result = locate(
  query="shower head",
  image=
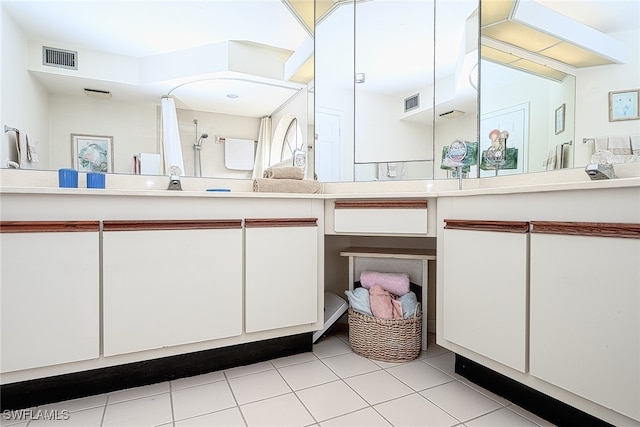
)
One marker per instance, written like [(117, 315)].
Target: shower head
[(203, 136)]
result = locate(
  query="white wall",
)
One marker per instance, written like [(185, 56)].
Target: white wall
[(134, 128), (24, 100), (592, 98)]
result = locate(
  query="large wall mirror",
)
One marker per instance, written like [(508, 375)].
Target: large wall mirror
[(380, 65), (548, 69), (227, 64)]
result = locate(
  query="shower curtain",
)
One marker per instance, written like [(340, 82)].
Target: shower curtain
[(171, 137), (263, 150)]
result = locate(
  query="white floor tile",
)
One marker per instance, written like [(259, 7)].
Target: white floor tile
[(13, 419), (379, 386), (330, 346), (197, 380), (262, 385), (248, 369), (86, 418), (445, 362), (330, 400), (202, 399), (144, 412), (350, 364), (227, 418), (419, 375), (294, 360), (138, 392), (281, 411), (461, 401), (90, 402), (367, 417), (500, 418), (414, 410), (309, 374)]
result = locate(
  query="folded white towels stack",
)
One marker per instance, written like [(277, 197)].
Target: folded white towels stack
[(619, 145), (27, 150), (635, 144)]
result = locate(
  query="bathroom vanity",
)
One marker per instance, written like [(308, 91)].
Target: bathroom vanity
[(543, 287), (123, 277)]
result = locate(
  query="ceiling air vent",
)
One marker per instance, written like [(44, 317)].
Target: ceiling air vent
[(412, 102), (60, 58)]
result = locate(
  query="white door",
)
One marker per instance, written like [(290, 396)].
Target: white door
[(327, 146)]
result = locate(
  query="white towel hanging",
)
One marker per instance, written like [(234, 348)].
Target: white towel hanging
[(239, 153)]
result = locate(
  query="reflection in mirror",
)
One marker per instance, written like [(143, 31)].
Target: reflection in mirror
[(456, 80), (377, 72), (225, 68), (549, 86), (365, 74)]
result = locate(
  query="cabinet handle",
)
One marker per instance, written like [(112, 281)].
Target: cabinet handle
[(481, 225), (48, 226), (187, 224), (598, 229), (381, 204), (280, 222)]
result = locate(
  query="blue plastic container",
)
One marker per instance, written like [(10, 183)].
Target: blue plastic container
[(67, 178)]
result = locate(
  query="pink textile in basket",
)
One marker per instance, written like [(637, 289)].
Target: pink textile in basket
[(383, 304), (396, 283)]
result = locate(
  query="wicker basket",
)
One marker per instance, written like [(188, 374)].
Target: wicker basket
[(388, 340)]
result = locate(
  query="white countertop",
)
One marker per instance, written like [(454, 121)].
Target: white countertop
[(45, 183)]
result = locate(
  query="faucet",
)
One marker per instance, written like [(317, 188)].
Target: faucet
[(174, 179)]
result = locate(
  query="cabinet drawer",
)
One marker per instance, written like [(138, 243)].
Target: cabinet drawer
[(381, 216)]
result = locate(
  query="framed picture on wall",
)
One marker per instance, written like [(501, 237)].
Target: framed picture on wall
[(623, 105), (92, 153), (560, 119)]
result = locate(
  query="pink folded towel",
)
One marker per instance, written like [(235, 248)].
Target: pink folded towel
[(396, 283), (383, 304)]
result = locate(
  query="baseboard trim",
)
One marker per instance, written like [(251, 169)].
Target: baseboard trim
[(544, 406), (27, 394)]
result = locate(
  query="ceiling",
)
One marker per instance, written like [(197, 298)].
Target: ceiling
[(129, 28), (143, 28)]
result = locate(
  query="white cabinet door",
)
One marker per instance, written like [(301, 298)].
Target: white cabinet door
[(281, 273), (585, 316), (50, 284), (168, 283), (485, 289)]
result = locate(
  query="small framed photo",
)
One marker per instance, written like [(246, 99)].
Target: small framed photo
[(560, 119), (92, 153), (623, 105)]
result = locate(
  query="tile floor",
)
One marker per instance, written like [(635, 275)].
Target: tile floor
[(329, 387)]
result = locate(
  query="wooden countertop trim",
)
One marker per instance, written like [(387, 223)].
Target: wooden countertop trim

============

### The exercise
Extract the entries verbatim, starting at their first line and ending with the line containing "[(380, 65), (548, 69), (227, 64)]", both ends included. Omit the picture from your output.

### Response to this exercise
result = locate(
  query="shower head",
  image=
)
One marker per instance, written like [(117, 315)].
Target: shower head
[(203, 136)]
result = locate(
  query="white wall",
)
One marker per instance, written like [(185, 56)].
Target: white wall
[(134, 128), (24, 100), (592, 98)]
result = locate(
  query="large wall mirror",
)
One marker per instance, written like [(508, 375)].
Target: large wall mirror
[(380, 65), (548, 69), (227, 64)]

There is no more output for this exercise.